(Beginning of DOCUMENT SECTION)
This breakdown in communication can lead to misunderstandings, misaligned expectations, and significant delays in delivering on customer specifications. It almost always results in a product that doesn’t meet the needs or expectations of its intended users, leading to customer dissatisfaction and decreased revenue.
While communication is one of the key tools in the product management skill set, it can be incredibly difficult to effectively be the glue holding multiple departments together, especially when things are breaking in your product and hurting users. In order to solve this problem, we’ve devised a playbook that’ll cover everything you need to tame the chaos and take charge of every incident without hesitation.
But first, let’s talk about how incident response usually works at companies today:
You’ve done your best to avoid it, but the inevitable has happened – a user has run into a serious bug, they’re unhappy, and now you have an incident on your hands. Now whatever purpose brought your user to you has been suddenly blocked, and they’re at their highest statistical risk for churning and never looking back. While eliminating bugs may be low on your priority list (“We eliminated X bugs in the last quarter” isn’t the most compelling sales pitch), for your users, bugs can render your product useless - nullifying the value of that special new product feature you just put out and making it worthless. Whatever feature you’ve built might as well not exist.
Of users that encounter a bug, only 1 out of 26 will complain to you about the bug. And 88% of users will simply leave. The vast majority of the time, you lose a user and never even learn why. You’re already losing customers and are going to keep losing customers until you can eliminate the bug. In a world of continuously increasing user expectations, you have to accelerate how quickly you go from a bug arising to a bug being fixed to minimize losses.
Let’s be optimistic and assume that a user reports the bug through whatever bug reporting system you have. Even now, you may be a long way from solving the problem. You still need to find out what's causing the issue and figure out how to fix it. But going from bug report to bug fix requires communication among people with different knowledge bases and incentives, and, as anyone in engineering will tell you, the communication workflow for giving accurate and valuable accounts of bugs is far from excellent. Diagnosing and fixing reported bugs is an inherently slow and noisy process, easily lasting weeks or months.
(End of DOCUMENT SECTION)
(Beginning of RECORDS)
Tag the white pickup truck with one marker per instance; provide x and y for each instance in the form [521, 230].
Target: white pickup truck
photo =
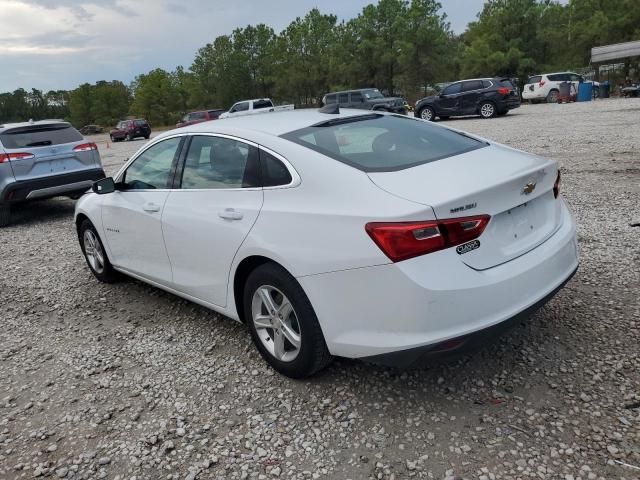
[251, 107]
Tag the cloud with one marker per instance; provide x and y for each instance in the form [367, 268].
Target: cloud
[54, 44]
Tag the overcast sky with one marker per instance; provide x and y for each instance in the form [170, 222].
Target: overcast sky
[59, 44]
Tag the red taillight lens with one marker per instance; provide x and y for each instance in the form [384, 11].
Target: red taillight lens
[403, 240]
[556, 186]
[9, 157]
[85, 147]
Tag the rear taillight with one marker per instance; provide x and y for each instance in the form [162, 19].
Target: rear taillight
[556, 186]
[85, 147]
[9, 157]
[403, 240]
(End of RECORDS)
PROBLEM REQUIREMENTS
Pick up the passage on handling bug incidents after its last sentence and keep writing it.

TASK RESULT
The slow process of reporting bugs
Let’s quickly walk through what a normal debugging process looks like for software companies.
A user runs into a bug and decides to report it.
The game of telephone begins when a user reports a bug. Unfortunately, users often don’t have a background that prepares them to write good bug reports and can easily give an account of what happened that misses necessary information or is inaccurate about what led to the issue. The user who runs into a bug likely doesn't know what seemingly irrelevant details might actually be crucial for causing the bug or the right terms to describe what they did.
Support cares, but can’t solve anything.
The first point of contact is unlikely to be a developer who would best know what questions to ask to identify what might have caused the bug. The customer-facing support folks who are the user’s first point of contact are heavily incentivized to care but also aren’t capable of resolving the underlying issue, and likely don’t know what an engineer needs to know in order to diagnose and fix the issue.
3. The engineering team tries to interpret.
The support team sends the issue ticket to a product leader who interprets support’s description of the bug and decides how highly fixing the bug should be prioritized. But the Engineering team likely hasn’t gotten all the information they need, so they have to either fill in the gaps themselves – and perhaps miss important details – or guess that some recent change they made must be responsible for the bug they’re just now hearing about.
Engineers (try to) tackle the right problem.
Armed with incomplete and potentially misleading information about the bug, devs are assigned the task of fixing the user’s issue. They likely won’t be able to replicate the user’s problem, or they may be able to fix something but not the thing that was giving the user problems. Maybe they test if a recent change to a checkout button is causing problems for a user who can’t check out, only to find everything working as intended.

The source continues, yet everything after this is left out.